• _What to work on_
Retype all of the data word for word, without pictures.

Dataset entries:
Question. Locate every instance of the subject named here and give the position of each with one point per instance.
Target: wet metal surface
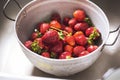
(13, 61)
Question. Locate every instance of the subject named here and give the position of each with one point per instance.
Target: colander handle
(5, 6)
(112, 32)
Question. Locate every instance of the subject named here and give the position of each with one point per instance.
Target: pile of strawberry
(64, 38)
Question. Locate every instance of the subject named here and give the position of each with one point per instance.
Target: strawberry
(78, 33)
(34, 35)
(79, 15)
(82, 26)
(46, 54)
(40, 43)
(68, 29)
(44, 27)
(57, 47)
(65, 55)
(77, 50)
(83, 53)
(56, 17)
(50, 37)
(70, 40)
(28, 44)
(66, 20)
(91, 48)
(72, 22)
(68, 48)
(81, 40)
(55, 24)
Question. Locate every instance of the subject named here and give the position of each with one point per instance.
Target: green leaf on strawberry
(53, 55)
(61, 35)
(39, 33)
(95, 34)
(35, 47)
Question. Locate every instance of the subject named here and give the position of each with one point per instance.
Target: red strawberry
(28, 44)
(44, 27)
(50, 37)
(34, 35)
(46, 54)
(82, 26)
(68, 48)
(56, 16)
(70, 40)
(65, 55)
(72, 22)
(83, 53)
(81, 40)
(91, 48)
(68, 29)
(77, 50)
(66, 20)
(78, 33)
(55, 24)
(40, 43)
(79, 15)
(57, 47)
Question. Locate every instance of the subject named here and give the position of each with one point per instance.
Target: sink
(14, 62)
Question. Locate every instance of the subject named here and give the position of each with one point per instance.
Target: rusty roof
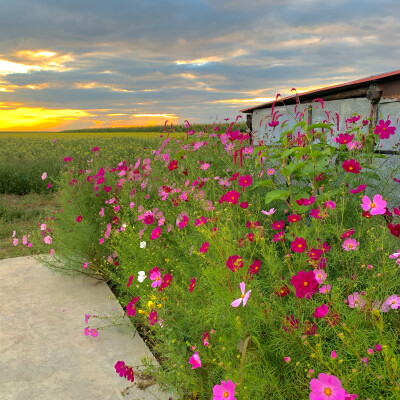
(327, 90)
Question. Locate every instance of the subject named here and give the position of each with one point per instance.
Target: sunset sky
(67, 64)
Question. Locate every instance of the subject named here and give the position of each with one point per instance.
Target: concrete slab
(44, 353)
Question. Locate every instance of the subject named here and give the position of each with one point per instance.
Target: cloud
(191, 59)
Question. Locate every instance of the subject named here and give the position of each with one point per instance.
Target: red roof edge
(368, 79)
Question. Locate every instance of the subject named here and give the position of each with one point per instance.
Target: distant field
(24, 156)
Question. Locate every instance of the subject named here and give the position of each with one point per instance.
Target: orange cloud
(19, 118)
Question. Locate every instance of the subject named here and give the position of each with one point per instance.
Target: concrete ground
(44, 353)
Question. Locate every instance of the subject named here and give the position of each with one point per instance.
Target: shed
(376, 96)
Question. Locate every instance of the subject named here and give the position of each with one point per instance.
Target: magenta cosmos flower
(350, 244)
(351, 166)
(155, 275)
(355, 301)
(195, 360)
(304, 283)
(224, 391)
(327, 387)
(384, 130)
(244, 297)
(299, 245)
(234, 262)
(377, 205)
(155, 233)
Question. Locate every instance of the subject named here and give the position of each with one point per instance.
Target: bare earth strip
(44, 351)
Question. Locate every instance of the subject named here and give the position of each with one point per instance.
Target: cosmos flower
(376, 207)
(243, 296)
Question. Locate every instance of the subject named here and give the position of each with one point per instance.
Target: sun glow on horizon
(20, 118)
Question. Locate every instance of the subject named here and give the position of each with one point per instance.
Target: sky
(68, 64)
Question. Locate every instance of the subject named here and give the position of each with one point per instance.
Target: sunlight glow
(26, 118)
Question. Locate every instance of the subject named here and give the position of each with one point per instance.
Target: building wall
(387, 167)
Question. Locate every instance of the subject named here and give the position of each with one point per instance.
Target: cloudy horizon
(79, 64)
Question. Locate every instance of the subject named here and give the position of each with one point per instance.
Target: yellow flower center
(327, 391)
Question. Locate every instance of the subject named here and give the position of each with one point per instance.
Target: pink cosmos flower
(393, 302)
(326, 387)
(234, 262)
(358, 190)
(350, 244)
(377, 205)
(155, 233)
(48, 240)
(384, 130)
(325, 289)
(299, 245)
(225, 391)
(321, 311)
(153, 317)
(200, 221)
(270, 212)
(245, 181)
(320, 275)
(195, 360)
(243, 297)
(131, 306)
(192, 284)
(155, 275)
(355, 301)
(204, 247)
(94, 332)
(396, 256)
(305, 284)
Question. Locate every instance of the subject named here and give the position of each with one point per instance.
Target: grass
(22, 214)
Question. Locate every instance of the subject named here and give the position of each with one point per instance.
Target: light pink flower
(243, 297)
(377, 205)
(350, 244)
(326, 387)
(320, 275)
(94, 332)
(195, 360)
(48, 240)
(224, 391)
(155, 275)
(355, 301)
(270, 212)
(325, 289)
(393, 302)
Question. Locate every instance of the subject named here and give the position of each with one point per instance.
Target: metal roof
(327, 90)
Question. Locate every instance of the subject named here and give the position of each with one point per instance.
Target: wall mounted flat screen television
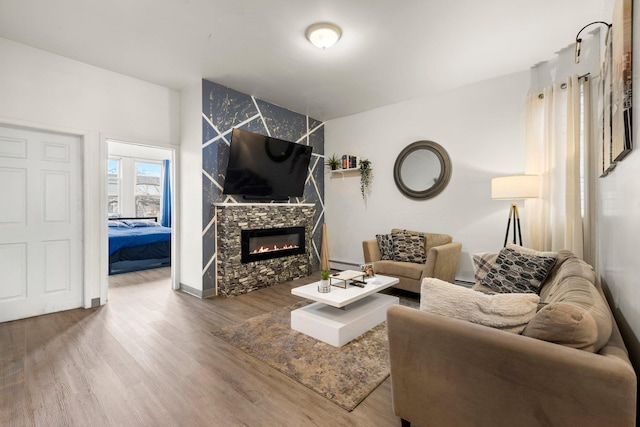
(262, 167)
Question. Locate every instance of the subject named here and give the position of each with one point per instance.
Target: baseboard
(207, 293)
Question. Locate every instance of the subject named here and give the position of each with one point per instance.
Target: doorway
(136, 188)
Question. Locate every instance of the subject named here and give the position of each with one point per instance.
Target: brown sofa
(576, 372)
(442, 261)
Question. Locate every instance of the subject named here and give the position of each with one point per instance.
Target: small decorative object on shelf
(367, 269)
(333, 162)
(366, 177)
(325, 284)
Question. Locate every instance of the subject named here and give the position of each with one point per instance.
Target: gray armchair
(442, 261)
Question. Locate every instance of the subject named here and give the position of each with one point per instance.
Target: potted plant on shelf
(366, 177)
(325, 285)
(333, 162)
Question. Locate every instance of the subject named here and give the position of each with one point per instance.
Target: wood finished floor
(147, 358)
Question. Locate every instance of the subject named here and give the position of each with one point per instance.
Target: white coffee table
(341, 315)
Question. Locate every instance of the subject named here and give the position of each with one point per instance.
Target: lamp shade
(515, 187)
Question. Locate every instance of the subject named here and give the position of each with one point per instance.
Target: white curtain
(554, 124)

• _Exercise solution_
Question. Locate every instance of the subject named here and give the position of each with one point per instance.
Target: wet metal surface
(13, 61)
Question. Locate every instance of the subject named here and give the position of each with one point per instance.
Target: colander handle
(5, 6)
(112, 32)
Question. Locate every instance of the subject named here and give the position of each with one point per instance.
Target: pile of strawberry
(64, 38)
Question. Locate every instance of the subject named here and give the position of each with one point per instance.
Target: strawberry
(78, 33)
(34, 35)
(79, 15)
(82, 26)
(46, 54)
(40, 43)
(68, 29)
(44, 27)
(57, 47)
(65, 55)
(77, 50)
(83, 53)
(56, 17)
(50, 37)
(70, 40)
(28, 44)
(66, 20)
(91, 48)
(72, 22)
(68, 48)
(81, 40)
(55, 24)
Question. Locate every instance of the subject named here and give the position of each with one point per instance.
Target: green leaf on strawberry
(53, 55)
(61, 35)
(39, 33)
(95, 34)
(35, 47)
Question. Locate every instance of the subject named here and give the position of each with one point per instance.
Target: red strawberry
(28, 44)
(44, 27)
(50, 37)
(34, 35)
(46, 54)
(82, 26)
(68, 48)
(56, 16)
(70, 40)
(65, 55)
(72, 22)
(83, 53)
(81, 40)
(91, 48)
(68, 29)
(77, 50)
(66, 20)
(78, 33)
(55, 24)
(40, 43)
(79, 15)
(57, 47)
Question. Locate every instance of the subject named here and give the position of each with one point per instance.
Target: sink
(14, 62)
Question. Locate every instance of the subject named here and give the position of each with one point per instance.
Target: rusty roof
(327, 90)
Question. Locate every instance of the subject named here and give the position of each with one point per instance.
Target: sunset sky
(67, 64)
Question. Locate every instance of the subject named here and give the position of each with one point per instance.
Target: concrete slab
(44, 353)
Question. Locate every instance of the subject named here and give the position of each with one point per instance.
Target: cloud
(191, 59)
Question. Locate every instance of the subject named here and give the position of each with one point per instance.
Target: red roof edge
(368, 79)
Question. Locate every instance of the subject named here and give the position of each with one point per instance.
Target: distant field
(24, 156)
Question. Locate every instance of the subject named here and give the position of each with one point per instance.
Target: orange cloud
(19, 118)
Question. Locate every instance of the subject named here and give the position of each with one point per instance.
Target: concrete ground
(44, 353)
Question. Locate every instance of the subject named here and give the position of each with one point per instance.
Target: shed
(376, 96)
Question. Locate every instance of the subject named here and give the position of each with one point per instance.
Target: magenta cosmos flower
(350, 244)
(351, 166)
(155, 275)
(355, 301)
(195, 360)
(304, 283)
(224, 391)
(327, 387)
(384, 130)
(244, 297)
(299, 245)
(234, 262)
(377, 205)
(155, 233)
Question. Locate every instance of the subject named here and give the position of each with one point per instance.
Target: bare earth strip
(44, 351)
Question. Locate every instance of the subject named here and give the position of each with one point per instance.
Target: cosmos flower
(376, 207)
(243, 296)
Question. Locate every instance of the subject named here and give the position of each with one point per instance.
Target: sun glow on horizon
(20, 118)
Question. Locate every instance of the subject named here and give the position of each with one point per instance.
Target: sky
(68, 64)
Question. Locate every instance of the subject named here and give the position of each with one point per instance.
Target: sunlight glow
(26, 118)
Question. Locate every instance of the subject named here and give the position of each with one point per instance.
Target: building wall
(387, 167)
Question. Locate every instance of the subject named here and give the position of each with one point per instance.
Target: cloudy horizon
(79, 64)
Question. Locate every instance of the subject named here and give the position of each with one point per instance.
Target: yellow flower center
(327, 391)
Question. Locate every instance of the subject named here and give the position of each with one point per instance.
Target: pink cosmos flower
(393, 302)
(326, 387)
(234, 262)
(358, 190)
(350, 244)
(377, 205)
(155, 233)
(48, 240)
(384, 130)
(325, 289)
(299, 245)
(225, 391)
(321, 311)
(153, 317)
(200, 221)
(270, 212)
(245, 181)
(320, 275)
(195, 360)
(243, 297)
(131, 306)
(192, 284)
(155, 275)
(355, 301)
(204, 247)
(94, 332)
(396, 256)
(305, 284)
Question. Locate every instance of the subject named here and give the position of each with one point per instance.
Target: grass
(22, 214)
Question. Locate every instance of the subject named here and give the position of each with one point per instance.
Target: light pink flower
(243, 297)
(377, 205)
(350, 244)
(326, 387)
(320, 275)
(94, 332)
(195, 360)
(48, 240)
(224, 391)
(155, 275)
(355, 301)
(270, 212)
(325, 289)
(393, 302)
Question. Locate every instance of the subject named here and give the position of each with one point per instance.
Target: metal roof
(327, 90)
Question. Locate every instance of the subject named here and give the position of each with one point per instance.
Target: wall mounted flat screen television
(262, 167)
Question. Locate every instance of the subject named here and give the position of each with one point per instance.
Target: baseboard
(207, 293)
Question. Locate every instance of the subject named here and give the position of each with one point per instance.
Target: doorway
(136, 188)
Question. Locate every instance of the subject named here and give the position of each with one point per instance.
Target: brown sofa
(576, 372)
(442, 261)
Question. Locate every instance of the subject named here and give the position of each with one point per instance.
Target: small decorative object on shelf
(367, 269)
(333, 162)
(366, 177)
(325, 284)
Question. Locate every instance of the subject named here and give the position of each with one point per instance.
Target: gray armchair
(442, 261)
Question. Locate every instance of the subject named here and give the position of each with one point per instance.
Target: potted plant on shelf
(366, 177)
(325, 285)
(333, 162)
Question. Locate every instance of the subject named here and give the position of each with one point per instance.
Target: wood finished floor
(147, 358)
Question. Locate every instance of the subject named here and give the position of each with one point per instance.
Target: white coffee table
(341, 315)
Question. Locate every instance of the subject named here and give the position of each with one point per instance.
Target: lamp shade
(515, 187)
Question. Locate every instance of the subject named here and give the position of each with one point per instance.
Target: white curtain
(554, 124)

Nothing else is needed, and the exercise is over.